## DATA IN THIS EXERCISE:
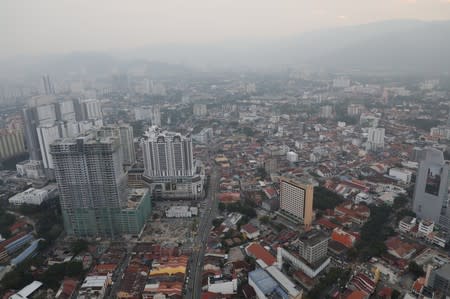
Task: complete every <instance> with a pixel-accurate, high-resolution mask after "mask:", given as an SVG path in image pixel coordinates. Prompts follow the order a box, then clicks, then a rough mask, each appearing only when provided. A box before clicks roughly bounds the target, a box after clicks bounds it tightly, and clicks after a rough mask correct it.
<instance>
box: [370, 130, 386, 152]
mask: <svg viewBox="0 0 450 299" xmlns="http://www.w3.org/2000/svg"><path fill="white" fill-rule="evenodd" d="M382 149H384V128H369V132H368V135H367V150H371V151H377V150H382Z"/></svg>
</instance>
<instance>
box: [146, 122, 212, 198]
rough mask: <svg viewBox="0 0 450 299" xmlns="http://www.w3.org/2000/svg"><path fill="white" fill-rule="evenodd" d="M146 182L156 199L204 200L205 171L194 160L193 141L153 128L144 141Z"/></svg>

==

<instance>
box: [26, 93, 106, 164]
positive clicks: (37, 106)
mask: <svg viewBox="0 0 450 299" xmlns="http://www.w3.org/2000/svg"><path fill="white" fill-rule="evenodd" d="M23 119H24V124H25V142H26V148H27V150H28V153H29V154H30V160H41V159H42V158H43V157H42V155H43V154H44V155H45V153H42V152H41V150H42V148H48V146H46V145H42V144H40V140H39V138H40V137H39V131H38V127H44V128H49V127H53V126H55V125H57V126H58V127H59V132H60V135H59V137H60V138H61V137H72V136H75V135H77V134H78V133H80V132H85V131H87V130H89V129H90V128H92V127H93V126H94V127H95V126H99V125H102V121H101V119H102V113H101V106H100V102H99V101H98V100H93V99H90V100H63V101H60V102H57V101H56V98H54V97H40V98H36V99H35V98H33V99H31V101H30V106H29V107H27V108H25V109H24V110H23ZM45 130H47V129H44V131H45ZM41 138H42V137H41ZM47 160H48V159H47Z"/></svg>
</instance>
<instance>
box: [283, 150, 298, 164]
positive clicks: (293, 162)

## WHAT YOU WILL DO:
Please output the lines between the one holding "Task: complete every" and the one holding "rough mask: <svg", inclusive, as a numbered list with blank lines left out.

## EXERCISE SOLUTION:
1. Task: complete every <instance> with a pixel-accurate, high-resolution mask after "mask:", given as an SVG path in image pixel coordinates. Prompts follow the order a box, then clicks, then a rough mask, each appearing only when provided. A box before clicks roughly bounds the target, a box after clicks bounds it tightly, and clicks after a rough mask correct it.
2. <instance>
3. box: [370, 130, 386, 152]
4. mask: <svg viewBox="0 0 450 299" xmlns="http://www.w3.org/2000/svg"><path fill="white" fill-rule="evenodd" d="M382 149H384V128H369V132H368V135H367V150H371V151H377V150H382Z"/></svg>
5. </instance>
6. <instance>
7. box: [146, 122, 212, 198]
8. rough mask: <svg viewBox="0 0 450 299" xmlns="http://www.w3.org/2000/svg"><path fill="white" fill-rule="evenodd" d="M146 182L156 199L204 200L205 171L194 160L193 141L153 128L144 141Z"/></svg>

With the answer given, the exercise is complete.